Which lines in the rows below contain the word "table"? Extract each of those lines.

(Image region labeling entries)
──────────
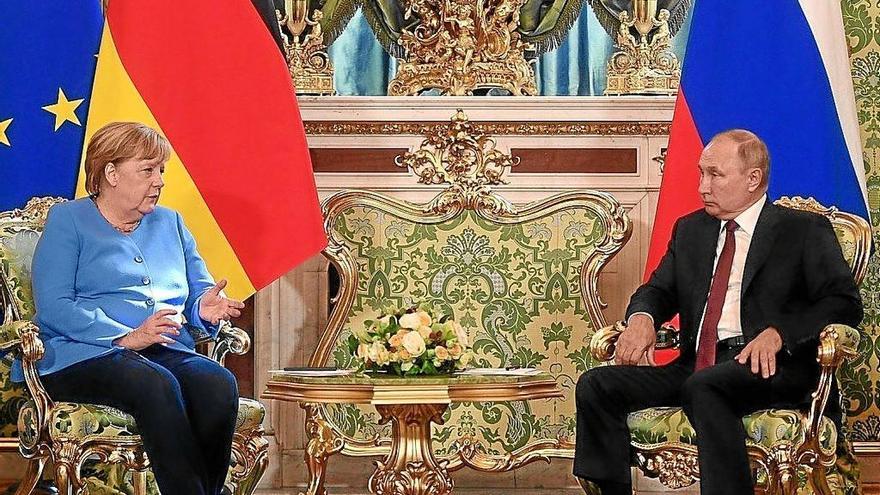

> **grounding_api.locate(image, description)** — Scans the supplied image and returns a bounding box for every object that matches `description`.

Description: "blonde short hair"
[709,129,770,186]
[85,122,171,196]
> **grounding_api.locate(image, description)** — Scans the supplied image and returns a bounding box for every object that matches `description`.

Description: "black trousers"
[574,346,819,495]
[42,345,238,495]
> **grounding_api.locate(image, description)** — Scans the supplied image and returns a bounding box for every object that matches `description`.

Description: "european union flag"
[0,0,104,211]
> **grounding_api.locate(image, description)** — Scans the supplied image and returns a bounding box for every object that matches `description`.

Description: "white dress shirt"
[630,194,767,345]
[697,194,767,345]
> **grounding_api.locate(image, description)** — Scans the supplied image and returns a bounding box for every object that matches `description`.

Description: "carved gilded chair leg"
[55,459,75,495]
[15,457,46,495]
[577,478,601,495]
[225,428,269,495]
[807,466,832,495]
[131,470,147,495]
[301,403,344,495]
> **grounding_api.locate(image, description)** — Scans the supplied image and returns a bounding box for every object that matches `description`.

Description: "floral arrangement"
[348,304,473,376]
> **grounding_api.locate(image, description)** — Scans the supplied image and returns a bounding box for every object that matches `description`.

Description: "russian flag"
[645,0,870,279]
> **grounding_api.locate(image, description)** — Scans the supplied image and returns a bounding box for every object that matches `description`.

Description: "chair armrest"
[196,320,251,366]
[9,320,54,446]
[590,321,679,361]
[0,320,33,352]
[807,324,859,442]
[590,321,626,361]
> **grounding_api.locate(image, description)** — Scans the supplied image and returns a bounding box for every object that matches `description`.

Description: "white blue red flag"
[645,0,870,278]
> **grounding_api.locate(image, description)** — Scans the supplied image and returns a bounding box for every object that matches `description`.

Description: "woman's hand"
[113,309,181,351]
[199,279,244,325]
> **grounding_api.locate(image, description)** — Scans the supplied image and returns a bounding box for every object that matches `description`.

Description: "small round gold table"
[262,371,562,495]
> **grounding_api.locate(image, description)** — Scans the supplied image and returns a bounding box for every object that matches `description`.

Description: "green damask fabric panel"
[330,207,605,453]
[627,407,859,495]
[0,227,40,320]
[840,0,880,442]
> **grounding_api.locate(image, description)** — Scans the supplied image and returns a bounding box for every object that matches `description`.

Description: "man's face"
[699,139,763,220]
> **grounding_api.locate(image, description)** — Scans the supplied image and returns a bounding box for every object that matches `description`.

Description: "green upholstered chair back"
[776,197,868,441]
[312,110,630,467]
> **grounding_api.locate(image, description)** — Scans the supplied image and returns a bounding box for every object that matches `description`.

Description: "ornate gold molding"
[275,0,336,95]
[394,110,519,214]
[388,0,538,96]
[605,0,681,95]
[304,120,670,136]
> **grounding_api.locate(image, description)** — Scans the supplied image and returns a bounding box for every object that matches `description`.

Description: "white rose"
[351,325,370,342]
[376,346,391,366]
[398,313,422,330]
[358,344,370,359]
[416,311,431,327]
[452,321,470,347]
[403,332,425,357]
[367,342,385,363]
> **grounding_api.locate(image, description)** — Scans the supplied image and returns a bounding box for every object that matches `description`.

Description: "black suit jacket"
[626,200,862,361]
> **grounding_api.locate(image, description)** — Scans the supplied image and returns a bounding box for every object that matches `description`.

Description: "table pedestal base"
[369,404,453,495]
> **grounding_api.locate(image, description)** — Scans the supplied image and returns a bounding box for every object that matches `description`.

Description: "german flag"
[77,0,327,298]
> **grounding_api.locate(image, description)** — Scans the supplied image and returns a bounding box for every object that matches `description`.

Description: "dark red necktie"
[694,220,738,371]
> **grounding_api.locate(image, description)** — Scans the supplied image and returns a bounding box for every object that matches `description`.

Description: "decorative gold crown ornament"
[275,0,336,95]
[388,0,538,96]
[591,0,690,95]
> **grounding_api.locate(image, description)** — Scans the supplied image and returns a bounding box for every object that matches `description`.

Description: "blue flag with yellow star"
[0,0,104,211]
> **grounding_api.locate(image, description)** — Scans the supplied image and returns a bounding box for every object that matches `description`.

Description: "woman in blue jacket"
[18,122,243,495]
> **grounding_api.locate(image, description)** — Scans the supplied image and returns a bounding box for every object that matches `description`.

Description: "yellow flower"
[434,345,449,361]
[398,313,422,330]
[367,342,388,363]
[403,332,426,357]
[449,342,464,359]
[358,343,370,359]
[388,330,409,347]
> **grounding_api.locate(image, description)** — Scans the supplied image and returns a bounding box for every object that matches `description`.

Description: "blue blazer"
[12,198,217,381]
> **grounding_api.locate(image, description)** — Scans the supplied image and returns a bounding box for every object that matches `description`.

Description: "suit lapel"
[694,215,721,322]
[740,200,779,296]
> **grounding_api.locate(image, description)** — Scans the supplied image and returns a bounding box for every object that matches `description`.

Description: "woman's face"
[107,158,165,215]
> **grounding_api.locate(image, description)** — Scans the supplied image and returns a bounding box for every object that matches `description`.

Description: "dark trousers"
[42,345,238,495]
[574,346,818,495]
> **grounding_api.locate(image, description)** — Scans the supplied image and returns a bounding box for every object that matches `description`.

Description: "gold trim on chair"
[303,111,632,488]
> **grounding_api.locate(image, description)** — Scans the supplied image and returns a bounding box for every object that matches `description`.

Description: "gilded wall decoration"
[841,0,880,442]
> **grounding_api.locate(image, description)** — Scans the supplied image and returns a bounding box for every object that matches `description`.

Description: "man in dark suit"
[574,130,862,495]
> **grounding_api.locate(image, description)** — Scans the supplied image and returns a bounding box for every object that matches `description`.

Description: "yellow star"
[0,119,12,146]
[43,88,83,131]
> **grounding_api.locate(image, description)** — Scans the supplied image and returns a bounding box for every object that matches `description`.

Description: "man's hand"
──────────
> [Exercise result]:
Description: "small round gold table"
Description: "table pedestal base"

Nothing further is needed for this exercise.